The data must be returned in full, with no character altered.

MATERIAL PROVIDED below:

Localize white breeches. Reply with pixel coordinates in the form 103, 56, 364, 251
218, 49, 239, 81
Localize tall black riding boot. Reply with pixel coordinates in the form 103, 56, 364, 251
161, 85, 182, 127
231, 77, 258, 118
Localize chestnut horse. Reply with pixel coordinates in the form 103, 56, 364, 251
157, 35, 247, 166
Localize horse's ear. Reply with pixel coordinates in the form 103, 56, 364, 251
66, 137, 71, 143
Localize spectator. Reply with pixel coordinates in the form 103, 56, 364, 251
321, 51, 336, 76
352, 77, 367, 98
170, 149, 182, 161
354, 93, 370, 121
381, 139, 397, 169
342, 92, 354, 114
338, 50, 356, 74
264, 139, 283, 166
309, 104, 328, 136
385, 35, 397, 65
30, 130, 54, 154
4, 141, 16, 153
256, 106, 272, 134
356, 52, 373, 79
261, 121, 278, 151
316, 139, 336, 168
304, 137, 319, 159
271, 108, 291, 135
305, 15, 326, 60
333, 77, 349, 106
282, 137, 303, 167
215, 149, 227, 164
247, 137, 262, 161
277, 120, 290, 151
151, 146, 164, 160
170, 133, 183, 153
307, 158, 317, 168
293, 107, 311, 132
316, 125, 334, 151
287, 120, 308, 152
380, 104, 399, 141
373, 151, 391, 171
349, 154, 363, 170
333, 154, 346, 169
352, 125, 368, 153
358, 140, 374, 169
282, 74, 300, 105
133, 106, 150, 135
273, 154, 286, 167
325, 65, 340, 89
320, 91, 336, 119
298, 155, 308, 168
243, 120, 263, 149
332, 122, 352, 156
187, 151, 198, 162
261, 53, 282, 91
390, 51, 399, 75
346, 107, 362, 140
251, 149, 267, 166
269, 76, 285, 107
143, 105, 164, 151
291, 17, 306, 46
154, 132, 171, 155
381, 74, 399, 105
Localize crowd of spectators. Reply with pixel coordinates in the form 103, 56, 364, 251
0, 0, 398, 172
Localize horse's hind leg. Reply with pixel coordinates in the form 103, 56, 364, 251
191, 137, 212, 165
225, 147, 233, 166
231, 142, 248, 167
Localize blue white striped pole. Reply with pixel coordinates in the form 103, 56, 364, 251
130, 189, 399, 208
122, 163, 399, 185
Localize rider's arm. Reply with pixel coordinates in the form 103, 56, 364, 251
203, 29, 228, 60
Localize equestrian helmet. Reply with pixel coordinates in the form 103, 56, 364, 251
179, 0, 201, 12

End of MATERIAL PROVIDED.

ANSWER TO THIS EXERCISE:
Localize white breeches. Reply with pixel coordinates in the form 103, 56, 364, 251
218, 49, 239, 81
Localize tall black riding boot. Reply with pixel coordinates in the form 103, 56, 364, 251
161, 85, 182, 127
231, 77, 258, 118
Localize chestnut horse. Reply with pixel coordinates in the form 103, 56, 364, 251
157, 35, 247, 166
Localize horse's ear. Reply with pixel coordinates in the form 103, 56, 364, 251
66, 137, 71, 143
Localize spectator. Reply with pixel coordinates in the form 103, 56, 364, 251
321, 51, 336, 76
352, 77, 367, 98
170, 149, 182, 161
354, 93, 370, 121
381, 139, 397, 169
342, 92, 354, 114
338, 50, 356, 74
264, 139, 283, 166
309, 104, 328, 136
385, 35, 397, 65
30, 130, 54, 154
4, 141, 16, 153
256, 106, 272, 134
356, 52, 373, 79
261, 121, 278, 151
316, 139, 336, 168
304, 137, 319, 159
271, 108, 291, 135
305, 15, 326, 60
333, 77, 349, 106
282, 137, 303, 167
215, 149, 227, 164
247, 137, 262, 161
277, 120, 290, 151
151, 146, 164, 160
170, 133, 183, 153
307, 158, 317, 168
293, 107, 311, 132
316, 125, 334, 151
287, 120, 308, 152
380, 104, 399, 141
373, 151, 391, 171
349, 154, 363, 170
333, 154, 346, 169
352, 125, 368, 153
358, 140, 374, 169
282, 74, 300, 105
133, 106, 150, 135
273, 154, 286, 167
325, 65, 340, 89
320, 91, 336, 119
298, 155, 308, 168
243, 120, 263, 149
332, 122, 352, 156
187, 151, 198, 162
261, 53, 282, 91
390, 51, 399, 75
346, 107, 362, 140
251, 149, 267, 166
269, 76, 285, 107
143, 105, 164, 151
291, 17, 306, 46
154, 132, 171, 155
381, 74, 399, 105
Localize crowd of spectators. Reply with pixel coordinates in the form 103, 56, 364, 251
0, 0, 398, 172
Localize horse's hind leg. Reply with pixel coordinates in the form 103, 56, 364, 251
191, 137, 212, 165
225, 147, 233, 166
231, 142, 248, 167
Localize blue white striped pole. Reply with pixel coordinates in the form 103, 56, 364, 251
130, 189, 399, 208
122, 163, 399, 185
Localize rider's arm. Reply with pixel coordinates in the form 103, 56, 364, 251
203, 29, 228, 60
Localize equestrian helmet. Reply with pixel coordinates in the form 103, 56, 364, 251
179, 0, 201, 12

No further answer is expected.